| GIVEN PROBLEM |
Extract every line of the records below that contains the word "window", treating uppercase and lowercase letters as different.

### DATASET RECORDS

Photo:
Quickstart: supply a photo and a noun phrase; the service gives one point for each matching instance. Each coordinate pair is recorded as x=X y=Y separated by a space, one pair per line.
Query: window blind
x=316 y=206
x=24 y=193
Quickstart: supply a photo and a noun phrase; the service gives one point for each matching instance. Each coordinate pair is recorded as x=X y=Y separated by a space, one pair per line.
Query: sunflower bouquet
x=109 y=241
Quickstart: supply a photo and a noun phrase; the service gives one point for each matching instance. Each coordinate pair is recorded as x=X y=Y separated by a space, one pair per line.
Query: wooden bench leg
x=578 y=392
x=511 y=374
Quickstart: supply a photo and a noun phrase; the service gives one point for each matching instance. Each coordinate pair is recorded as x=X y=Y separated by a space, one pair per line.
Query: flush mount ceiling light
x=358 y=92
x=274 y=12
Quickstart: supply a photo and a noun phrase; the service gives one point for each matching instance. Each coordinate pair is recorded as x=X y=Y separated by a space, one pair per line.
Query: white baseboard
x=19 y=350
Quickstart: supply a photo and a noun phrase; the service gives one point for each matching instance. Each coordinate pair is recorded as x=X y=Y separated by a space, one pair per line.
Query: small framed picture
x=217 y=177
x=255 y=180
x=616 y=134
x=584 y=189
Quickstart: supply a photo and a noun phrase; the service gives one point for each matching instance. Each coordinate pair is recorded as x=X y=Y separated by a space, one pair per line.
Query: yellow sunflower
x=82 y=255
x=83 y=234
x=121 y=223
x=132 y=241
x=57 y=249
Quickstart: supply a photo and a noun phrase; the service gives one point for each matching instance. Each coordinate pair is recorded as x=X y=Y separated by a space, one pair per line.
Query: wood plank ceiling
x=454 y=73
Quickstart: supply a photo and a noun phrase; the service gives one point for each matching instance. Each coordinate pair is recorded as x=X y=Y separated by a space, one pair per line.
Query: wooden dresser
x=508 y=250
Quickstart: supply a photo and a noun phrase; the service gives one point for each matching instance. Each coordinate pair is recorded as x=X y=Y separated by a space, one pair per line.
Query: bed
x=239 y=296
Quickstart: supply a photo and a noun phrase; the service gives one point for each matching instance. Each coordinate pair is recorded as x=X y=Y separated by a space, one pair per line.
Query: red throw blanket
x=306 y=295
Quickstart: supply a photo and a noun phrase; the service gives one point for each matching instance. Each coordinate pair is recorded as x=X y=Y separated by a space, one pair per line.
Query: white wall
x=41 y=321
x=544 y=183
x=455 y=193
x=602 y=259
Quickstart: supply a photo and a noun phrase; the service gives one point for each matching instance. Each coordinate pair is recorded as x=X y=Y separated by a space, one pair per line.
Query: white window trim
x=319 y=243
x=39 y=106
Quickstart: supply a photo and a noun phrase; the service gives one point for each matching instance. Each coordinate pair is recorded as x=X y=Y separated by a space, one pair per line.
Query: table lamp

######

| TASK RESPONSE |
Query: window blind
Query: white window trim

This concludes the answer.